▸ **What is needed**
Repeat the entries below exactly as they appear, with no pictures.

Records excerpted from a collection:
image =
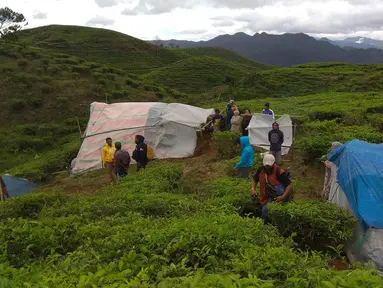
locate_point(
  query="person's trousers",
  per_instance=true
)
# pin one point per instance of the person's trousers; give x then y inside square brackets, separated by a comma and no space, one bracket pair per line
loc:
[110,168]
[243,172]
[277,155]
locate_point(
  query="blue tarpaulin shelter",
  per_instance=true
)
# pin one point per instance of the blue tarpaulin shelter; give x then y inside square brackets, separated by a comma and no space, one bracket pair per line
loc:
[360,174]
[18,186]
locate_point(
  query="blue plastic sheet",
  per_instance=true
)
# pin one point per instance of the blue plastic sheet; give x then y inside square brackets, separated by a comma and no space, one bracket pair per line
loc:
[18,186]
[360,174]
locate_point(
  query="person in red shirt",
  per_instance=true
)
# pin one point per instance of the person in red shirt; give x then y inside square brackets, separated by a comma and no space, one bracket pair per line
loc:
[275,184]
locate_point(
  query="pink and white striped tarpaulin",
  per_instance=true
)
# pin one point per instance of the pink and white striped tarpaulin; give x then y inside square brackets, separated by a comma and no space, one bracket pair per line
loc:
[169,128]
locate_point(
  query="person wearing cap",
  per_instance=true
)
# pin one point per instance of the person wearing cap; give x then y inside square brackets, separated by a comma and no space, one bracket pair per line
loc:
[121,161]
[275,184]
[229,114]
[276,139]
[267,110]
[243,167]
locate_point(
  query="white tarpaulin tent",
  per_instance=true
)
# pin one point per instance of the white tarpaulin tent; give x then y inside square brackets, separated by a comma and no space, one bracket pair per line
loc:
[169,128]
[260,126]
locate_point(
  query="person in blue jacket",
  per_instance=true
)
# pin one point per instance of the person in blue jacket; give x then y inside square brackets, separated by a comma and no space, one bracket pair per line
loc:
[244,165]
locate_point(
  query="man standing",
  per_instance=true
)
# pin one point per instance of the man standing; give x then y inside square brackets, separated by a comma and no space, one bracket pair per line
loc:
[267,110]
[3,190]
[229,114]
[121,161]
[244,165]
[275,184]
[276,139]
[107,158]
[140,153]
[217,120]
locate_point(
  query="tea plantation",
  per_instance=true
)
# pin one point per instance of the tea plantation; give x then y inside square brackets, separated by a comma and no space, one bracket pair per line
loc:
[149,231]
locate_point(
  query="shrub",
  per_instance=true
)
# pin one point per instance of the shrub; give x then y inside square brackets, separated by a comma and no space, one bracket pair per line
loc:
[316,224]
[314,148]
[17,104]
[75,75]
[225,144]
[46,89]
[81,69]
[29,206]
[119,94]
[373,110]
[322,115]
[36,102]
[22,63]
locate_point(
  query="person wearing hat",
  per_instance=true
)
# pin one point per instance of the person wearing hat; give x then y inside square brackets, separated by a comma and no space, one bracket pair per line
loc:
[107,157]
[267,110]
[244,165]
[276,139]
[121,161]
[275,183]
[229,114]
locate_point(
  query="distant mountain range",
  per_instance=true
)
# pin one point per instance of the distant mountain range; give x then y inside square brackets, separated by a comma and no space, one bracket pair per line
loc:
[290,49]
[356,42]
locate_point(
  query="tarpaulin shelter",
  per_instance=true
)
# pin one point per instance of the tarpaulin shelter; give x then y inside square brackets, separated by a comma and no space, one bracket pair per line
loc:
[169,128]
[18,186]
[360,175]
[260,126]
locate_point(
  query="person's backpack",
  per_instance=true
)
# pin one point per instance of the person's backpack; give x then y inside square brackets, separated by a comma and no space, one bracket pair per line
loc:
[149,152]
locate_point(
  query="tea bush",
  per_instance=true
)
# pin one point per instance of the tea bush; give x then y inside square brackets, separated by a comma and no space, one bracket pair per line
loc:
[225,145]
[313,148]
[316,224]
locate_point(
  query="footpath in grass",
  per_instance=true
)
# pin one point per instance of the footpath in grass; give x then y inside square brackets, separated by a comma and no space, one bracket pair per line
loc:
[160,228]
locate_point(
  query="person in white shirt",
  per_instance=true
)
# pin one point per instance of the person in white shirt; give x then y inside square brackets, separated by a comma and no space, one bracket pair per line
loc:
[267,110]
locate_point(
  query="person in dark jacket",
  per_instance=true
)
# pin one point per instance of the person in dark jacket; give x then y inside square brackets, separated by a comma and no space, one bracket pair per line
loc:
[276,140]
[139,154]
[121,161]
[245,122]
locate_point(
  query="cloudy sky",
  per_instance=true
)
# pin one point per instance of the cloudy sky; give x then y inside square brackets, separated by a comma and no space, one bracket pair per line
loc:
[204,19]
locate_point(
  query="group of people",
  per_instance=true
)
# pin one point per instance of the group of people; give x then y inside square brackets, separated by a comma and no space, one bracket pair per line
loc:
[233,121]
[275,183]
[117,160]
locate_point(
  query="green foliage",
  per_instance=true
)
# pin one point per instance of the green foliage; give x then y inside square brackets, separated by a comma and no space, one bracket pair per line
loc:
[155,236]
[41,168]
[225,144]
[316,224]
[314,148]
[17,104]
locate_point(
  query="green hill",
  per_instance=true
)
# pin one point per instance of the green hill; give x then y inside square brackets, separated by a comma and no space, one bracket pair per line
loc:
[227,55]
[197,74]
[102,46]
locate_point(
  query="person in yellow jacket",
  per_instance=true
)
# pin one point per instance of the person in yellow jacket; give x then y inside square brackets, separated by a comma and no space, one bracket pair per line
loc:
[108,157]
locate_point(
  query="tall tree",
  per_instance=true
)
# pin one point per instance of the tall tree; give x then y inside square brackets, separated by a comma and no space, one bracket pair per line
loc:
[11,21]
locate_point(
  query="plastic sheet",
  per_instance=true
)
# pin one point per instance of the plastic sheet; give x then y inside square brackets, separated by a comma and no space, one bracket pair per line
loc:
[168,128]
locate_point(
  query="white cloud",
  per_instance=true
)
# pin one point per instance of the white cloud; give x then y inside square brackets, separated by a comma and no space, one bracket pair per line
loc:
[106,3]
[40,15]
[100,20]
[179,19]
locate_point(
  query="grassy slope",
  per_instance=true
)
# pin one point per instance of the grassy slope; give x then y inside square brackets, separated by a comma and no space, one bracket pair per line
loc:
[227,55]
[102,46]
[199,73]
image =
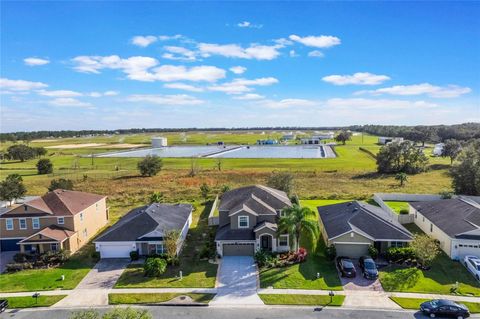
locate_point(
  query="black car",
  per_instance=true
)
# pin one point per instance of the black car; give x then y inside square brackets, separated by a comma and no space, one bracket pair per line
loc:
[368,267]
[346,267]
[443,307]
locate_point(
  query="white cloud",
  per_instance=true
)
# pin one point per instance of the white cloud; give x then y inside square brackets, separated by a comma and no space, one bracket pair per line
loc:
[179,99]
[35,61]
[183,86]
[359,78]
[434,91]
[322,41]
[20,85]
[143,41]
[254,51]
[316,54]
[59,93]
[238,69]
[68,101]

▸ **The reply**
image =
locate_point(
  query="person's trousers",
  per_instance=true
)
# pin one point per instance of the person's trousers; give x then y inside square brackets, separated by a comma and no space, one bracket pair per line
loc:
[110,168]
[243,172]
[277,155]
locate_point(
  query="blue tarpaulin shelter",
  per_instance=true
)
# pin one point per instance of the blue tarpaulin shelter; give x then y inside square brackets, separated by a comma and no space, one bracket pair per line
loc:
[360,174]
[18,186]
locate_point(
  query="blue plastic sheet",
  per_instance=true
)
# pin one point per instance of the blue plastic sheet; give x then y inside square brackets, separated by a comma and no space, one bracket pair per line
loc:
[18,186]
[360,174]
locate_point(
  query="person in red shirt",
  per_instance=true
)
# pin one point per instance of the person in red shirt; give x then y inside square brackets, separated by a comma and no space, one bracket pair per line
loc:
[275,184]
locate_point(
  query="pink and white striped tarpaulin",
  per_instance=true
)
# pin one point per instance of the pink and white striped tarpaulin; give x then y inside square brackets, separated by a comma and no space, one bracket pair per line
loc:
[169,128]
locate_point(
  query="person wearing cap",
  per_instance=true
)
# pin one point per instance of the person wearing cap; give x then y inside square brackets, separated by a comma and no space, one bracket pair per line
loc:
[121,161]
[275,184]
[229,114]
[276,139]
[267,110]
[243,167]
locate_point(
  query="white tarpaulin tent",
  per_instance=true
)
# pin one point per instance of the white tarpaulin tent; give x then y inside square brackets, separated by a comma and no space, one bracket pair per line
loc:
[169,128]
[260,126]
locate_point(
  query="person in blue jacket",
  per_instance=true
)
# pin one point per instance of the person in blue jacket; give x then y inside square brackets, separated by a comma and no space, one bracket pair per line
loc:
[244,165]
locate_point(
  query="man standing",
  per_instance=true
)
# pin one point per instance of the man standing; give x then y inside square brackets, separated by a comma and no space, one bracket pair per line
loc:
[267,110]
[3,190]
[229,114]
[121,161]
[244,165]
[275,184]
[276,139]
[107,158]
[140,153]
[217,120]
locate_point(
  query="tea plantation",
  per_instance=true
)
# pin one point per instance of the tea plantation; give x then y inside square brackets, separated by a comma and no space, one bracket pair per line
loc:
[149,231]
locate_point(
  query="shrub",
  per_instance=true
)
# pin one point per instance of the shrub; give x then y inside square brackets, separated by a comma and no space, one bracket pair per line
loc:
[316,224]
[314,148]
[17,104]
[75,75]
[225,144]
[46,89]
[81,69]
[29,206]
[119,94]
[373,110]
[322,115]
[36,102]
[22,63]
locate_point(
  query="person wearing hat",
  per_instance=true
)
# pin one point per instance of the person wearing hat; give x then y inside square brackets, separated by a comma and no space, one bracket pair per line
loc:
[107,157]
[267,110]
[244,165]
[276,139]
[121,161]
[275,183]
[229,114]
locate_point(
  query="distant mountain range",
  per_instance=true
)
# pin one point per instance of the distant mountain range; give x then y inside square brackets, separated by a comma and no space, one bracket pair per line
loc:
[290,49]
[356,42]
locate_point(
  query="tarpaulin shelter",
  per_instance=true
)
# pin one point per instance of the tarpaulin shelter; give x then y inside square brackets, separated by a comma and no space, one bracket pair per line
loc:
[169,128]
[18,186]
[360,175]
[260,126]
locate_point(
  query="person's backpack",
  per_instance=true
)
# pin one point per instance of the person's backpack; give x then y inside square brackets, separated by a comma and no space, one bracket pair per line
loc:
[149,152]
locate_point(
  query="tea bush",
  per_instance=true
)
# pin one point per instance of the tea bush; give x then y inside square brackets, separated by a comma and no space, one bracket pair per line
loc:
[225,145]
[313,148]
[316,224]
locate_point(
  query="footpath in grass",
  per_instance=true
)
# pin one point per instance of the footpath in grass; give x then y inside square brackets, separated by a comma and no space, one bracket pair per line
loc:
[160,228]
locate_point(
  query="person in white shirt",
  per_instance=true
)
# pin one point per instance of the person in white shirt; give x then y inside square brackets, separated by a comma and no space, one bracket pair per line
loc:
[267,110]
locate_point(
  query="person in dark jacket",
  per_instance=true
)
# pin one point per instance of the person in dark jacket; give x then y inside square brackets, separated by a comma and no space, one bracket pair per line
loc:
[276,140]
[139,154]
[121,161]
[245,122]
locate_point(
  query="cloudy sky",
  per_instance=true
)
# pin one point per instance of the cloudy sky; give x then y inside square brackets, separated by a comma and no space, one bracket pair per line
loc:
[204,19]
locate_point(
  query="group of people",
  per_instance=true
)
# pin one point per instance of the group of people; give x then y inside square brackets, separated by a comma and no space, one bracket pair per line
loc:
[233,121]
[275,183]
[117,160]
locate_point(
  query="green foliage",
  per_instance=true
)
# pin one point per instance of the green foliage; give x then y inside square brackets, separated by a comma and no space, one bracket pair per line
loc:
[155,236]
[41,168]
[225,144]
[316,224]
[314,148]
[17,104]
locate_point(
  query="green hill",
  per_instance=true
)
# pin one point per instance of the green hill; give x then y inside square brackets, separated by a comma and no space, one bracket pair per line
loc:
[227,55]
[197,74]
[102,46]
locate_point(
  query="person in yellow jacket",
  per_instance=true
)
# pin one point per instance of the person in yellow jacket; give x then y inside square brackets, separated by a comma and no space, one bracket pair per line
loc:
[108,157]
locate_point(
  query="tall tree",
  per_instance=true
)
# pin one point per instance of the tall tree; give x then y inside square brackets, separated by a comma and no space, one bracket pair per line
loc:
[11,21]
locate_point(
  query="plastic sheet",
  per_instance=true
)
# pin one point per instance of the plastic sheet; give x then y inside square brackets, separated by a comma and no space, one bracket pair per line
loc:
[168,128]
locate_point(
  query="white cloud",
  per_instance=true
)
# pin one point per instance of the white cloud; give x then y inside square brackets, separated by a comma and no space, one bracket pair per line
loc:
[106,3]
[40,15]
[100,20]
[179,19]
locate_point(
  query="grassy slope",
  per_instance=true
)
# pin one point per instance of the grassy slope; give x then y inside square brackets, separated by a comma and no space, one bracket pair per line
loc:
[227,55]
[102,46]
[199,73]
image =
locate_point(
  query="black car",
  per_instance=true
)
# pin one point per instance of the black car; give x then y inside square brackets, separated by a comma and no space, one bracket pair per line
loc:
[368,267]
[346,267]
[443,307]
locate_point(
  query="white cloud",
  per_instance=true
)
# pin one point per instance of the white cloud; give x then y inside square brackets, separated by a comma and no space, one bracket pair per line
loc:
[179,99]
[35,61]
[183,86]
[359,78]
[434,91]
[322,41]
[20,85]
[143,41]
[254,51]
[316,54]
[59,93]
[238,69]
[68,101]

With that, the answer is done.